• [THE TASK]
All lines from the one that contains "Can you find the person standing in" through the final line of the entries must be repeated exactly. No other lines belong in the output.

• [PROVIDED INFORMATION]
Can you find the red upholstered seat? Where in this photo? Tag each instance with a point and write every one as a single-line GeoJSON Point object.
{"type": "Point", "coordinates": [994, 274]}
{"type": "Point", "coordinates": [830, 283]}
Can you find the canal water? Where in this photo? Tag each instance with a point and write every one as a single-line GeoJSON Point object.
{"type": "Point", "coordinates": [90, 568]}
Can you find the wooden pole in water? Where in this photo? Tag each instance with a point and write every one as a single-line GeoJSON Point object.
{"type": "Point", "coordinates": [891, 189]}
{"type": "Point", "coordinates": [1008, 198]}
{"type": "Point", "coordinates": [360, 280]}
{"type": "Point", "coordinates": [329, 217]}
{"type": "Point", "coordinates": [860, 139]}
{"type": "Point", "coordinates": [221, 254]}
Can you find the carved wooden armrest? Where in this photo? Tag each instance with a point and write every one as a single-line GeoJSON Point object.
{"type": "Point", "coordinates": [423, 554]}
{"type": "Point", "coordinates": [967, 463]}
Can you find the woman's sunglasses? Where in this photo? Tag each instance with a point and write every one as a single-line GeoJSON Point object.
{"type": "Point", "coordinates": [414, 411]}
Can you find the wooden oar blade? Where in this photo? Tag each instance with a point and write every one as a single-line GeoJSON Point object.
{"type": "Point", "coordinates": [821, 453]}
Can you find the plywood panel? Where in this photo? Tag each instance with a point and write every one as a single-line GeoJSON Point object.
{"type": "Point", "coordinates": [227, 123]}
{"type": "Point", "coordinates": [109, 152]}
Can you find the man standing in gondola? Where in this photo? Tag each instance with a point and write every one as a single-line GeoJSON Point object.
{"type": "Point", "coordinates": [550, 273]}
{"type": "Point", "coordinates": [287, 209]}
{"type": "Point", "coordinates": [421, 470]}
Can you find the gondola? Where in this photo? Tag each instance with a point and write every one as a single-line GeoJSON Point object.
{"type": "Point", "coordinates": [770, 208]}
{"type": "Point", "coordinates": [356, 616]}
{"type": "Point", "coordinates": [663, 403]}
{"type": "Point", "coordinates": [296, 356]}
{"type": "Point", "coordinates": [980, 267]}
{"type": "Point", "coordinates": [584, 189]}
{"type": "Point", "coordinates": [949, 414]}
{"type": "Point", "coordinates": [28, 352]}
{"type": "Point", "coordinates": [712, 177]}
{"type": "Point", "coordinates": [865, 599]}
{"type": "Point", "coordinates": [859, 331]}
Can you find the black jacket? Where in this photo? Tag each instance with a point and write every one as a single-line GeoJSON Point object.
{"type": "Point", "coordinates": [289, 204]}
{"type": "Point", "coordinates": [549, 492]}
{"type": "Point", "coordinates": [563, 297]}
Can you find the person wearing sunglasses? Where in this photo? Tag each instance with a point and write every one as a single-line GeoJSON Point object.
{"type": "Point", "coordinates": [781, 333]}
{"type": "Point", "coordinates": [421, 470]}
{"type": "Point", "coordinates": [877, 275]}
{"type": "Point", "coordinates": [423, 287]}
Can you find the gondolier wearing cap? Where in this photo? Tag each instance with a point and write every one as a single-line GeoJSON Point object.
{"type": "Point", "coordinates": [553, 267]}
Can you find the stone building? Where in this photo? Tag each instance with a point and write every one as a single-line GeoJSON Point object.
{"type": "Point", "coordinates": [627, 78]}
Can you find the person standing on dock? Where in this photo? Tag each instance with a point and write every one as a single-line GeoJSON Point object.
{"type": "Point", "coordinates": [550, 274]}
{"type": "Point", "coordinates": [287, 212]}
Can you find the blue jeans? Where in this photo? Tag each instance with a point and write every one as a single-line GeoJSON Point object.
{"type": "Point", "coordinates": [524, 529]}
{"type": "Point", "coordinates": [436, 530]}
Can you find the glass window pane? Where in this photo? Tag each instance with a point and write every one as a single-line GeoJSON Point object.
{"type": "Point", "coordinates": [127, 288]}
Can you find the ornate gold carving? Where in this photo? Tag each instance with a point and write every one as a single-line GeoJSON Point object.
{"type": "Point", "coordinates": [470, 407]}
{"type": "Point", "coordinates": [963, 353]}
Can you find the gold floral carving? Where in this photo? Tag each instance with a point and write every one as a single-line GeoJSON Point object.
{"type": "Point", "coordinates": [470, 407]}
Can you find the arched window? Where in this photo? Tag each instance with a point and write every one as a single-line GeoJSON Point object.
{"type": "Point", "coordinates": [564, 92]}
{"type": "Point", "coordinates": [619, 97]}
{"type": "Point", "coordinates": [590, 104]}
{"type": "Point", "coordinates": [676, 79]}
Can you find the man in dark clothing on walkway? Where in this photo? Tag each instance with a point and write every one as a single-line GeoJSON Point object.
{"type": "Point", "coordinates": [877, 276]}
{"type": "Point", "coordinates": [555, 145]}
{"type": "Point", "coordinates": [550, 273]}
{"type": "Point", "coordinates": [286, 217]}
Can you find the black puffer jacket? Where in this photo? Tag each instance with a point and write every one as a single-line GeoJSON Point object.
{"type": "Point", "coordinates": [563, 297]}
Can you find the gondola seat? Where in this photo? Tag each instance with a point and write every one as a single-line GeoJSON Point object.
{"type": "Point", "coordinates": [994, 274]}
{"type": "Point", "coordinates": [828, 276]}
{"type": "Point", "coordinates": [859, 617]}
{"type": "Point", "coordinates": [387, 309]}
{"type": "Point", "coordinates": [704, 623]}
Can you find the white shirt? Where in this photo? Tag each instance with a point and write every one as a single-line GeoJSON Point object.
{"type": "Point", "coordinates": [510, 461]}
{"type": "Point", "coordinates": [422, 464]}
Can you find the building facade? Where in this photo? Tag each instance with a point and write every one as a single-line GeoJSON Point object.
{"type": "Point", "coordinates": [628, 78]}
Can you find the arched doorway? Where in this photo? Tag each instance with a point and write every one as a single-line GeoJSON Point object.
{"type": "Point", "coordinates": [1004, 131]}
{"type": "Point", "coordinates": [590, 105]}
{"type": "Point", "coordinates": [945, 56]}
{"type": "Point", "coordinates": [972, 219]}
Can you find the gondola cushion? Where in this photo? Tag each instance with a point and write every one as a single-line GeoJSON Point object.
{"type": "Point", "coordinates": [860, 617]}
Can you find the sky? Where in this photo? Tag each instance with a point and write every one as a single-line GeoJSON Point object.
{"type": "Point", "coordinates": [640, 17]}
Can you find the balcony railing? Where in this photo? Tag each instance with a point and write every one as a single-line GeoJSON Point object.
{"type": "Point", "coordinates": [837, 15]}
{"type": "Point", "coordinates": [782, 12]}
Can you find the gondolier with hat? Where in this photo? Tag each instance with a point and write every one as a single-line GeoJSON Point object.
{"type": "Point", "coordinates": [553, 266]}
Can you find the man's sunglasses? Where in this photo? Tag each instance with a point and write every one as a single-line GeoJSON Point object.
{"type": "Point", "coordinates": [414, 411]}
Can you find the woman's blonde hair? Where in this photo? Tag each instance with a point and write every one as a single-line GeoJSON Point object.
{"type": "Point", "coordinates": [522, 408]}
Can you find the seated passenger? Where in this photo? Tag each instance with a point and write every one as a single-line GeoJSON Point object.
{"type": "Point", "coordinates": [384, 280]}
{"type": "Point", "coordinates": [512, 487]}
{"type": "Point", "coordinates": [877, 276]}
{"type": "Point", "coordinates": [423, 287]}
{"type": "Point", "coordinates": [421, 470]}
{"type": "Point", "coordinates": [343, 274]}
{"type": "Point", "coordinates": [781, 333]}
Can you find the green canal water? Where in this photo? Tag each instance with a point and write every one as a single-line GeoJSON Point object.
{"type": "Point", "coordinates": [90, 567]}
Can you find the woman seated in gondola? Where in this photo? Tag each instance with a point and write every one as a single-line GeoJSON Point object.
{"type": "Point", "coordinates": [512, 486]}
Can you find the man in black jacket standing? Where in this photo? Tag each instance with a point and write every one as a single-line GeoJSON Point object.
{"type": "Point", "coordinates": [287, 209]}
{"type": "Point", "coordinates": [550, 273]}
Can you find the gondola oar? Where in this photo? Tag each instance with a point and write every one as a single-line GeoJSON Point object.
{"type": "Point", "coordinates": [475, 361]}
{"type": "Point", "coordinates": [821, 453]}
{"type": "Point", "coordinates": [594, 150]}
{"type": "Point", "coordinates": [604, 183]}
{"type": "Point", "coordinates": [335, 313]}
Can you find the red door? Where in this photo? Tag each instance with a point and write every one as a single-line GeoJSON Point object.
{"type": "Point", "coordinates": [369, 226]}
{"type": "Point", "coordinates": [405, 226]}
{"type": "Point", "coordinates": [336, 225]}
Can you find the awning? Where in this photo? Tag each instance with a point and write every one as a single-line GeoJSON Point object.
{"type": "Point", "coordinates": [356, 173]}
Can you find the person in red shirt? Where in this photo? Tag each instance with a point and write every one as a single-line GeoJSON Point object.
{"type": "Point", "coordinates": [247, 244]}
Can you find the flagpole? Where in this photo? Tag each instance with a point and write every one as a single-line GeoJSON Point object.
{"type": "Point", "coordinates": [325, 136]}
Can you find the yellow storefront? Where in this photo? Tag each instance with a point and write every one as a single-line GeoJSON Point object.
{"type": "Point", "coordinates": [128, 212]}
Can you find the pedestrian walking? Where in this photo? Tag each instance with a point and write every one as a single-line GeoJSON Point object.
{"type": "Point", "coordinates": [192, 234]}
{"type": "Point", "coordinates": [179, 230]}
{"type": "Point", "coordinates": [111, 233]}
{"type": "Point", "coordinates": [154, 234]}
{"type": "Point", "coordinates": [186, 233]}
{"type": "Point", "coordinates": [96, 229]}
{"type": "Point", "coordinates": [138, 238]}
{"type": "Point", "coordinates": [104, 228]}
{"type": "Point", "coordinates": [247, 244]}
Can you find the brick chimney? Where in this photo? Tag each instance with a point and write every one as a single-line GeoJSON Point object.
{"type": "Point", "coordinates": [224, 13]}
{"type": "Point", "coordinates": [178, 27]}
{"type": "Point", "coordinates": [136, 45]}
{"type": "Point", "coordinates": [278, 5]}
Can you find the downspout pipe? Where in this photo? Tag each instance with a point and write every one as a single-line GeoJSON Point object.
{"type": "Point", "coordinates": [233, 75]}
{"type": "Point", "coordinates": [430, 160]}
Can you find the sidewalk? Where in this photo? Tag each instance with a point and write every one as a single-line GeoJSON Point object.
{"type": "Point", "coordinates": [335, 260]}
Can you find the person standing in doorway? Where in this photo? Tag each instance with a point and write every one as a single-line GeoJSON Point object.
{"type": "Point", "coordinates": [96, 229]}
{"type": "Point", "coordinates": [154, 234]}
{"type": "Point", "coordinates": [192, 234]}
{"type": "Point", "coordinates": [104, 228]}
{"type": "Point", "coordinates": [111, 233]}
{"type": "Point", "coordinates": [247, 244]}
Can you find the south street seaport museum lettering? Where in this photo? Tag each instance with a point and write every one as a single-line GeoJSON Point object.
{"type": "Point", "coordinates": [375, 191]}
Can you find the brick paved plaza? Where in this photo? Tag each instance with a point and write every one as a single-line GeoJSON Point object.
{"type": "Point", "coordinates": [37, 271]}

• [COMPLETED EXERCISE]
Can you find the person standing in doorway? Where in this photo? Tag each instance with a point and write every one as a single-line GeoJSON Point object.
{"type": "Point", "coordinates": [96, 229]}
{"type": "Point", "coordinates": [154, 234]}
{"type": "Point", "coordinates": [192, 234]}
{"type": "Point", "coordinates": [104, 228]}
{"type": "Point", "coordinates": [111, 233]}
{"type": "Point", "coordinates": [247, 244]}
Can you find the south street seaport museum lettering? Where in this photo? Tag each instance with a point and write every one as a single-line GeoJSON Point object.
{"type": "Point", "coordinates": [375, 191]}
Can you find the brick paved plaza? Where in this photo? Tag each instance with a point and write every one as a single-line GeoJSON Point object.
{"type": "Point", "coordinates": [37, 271]}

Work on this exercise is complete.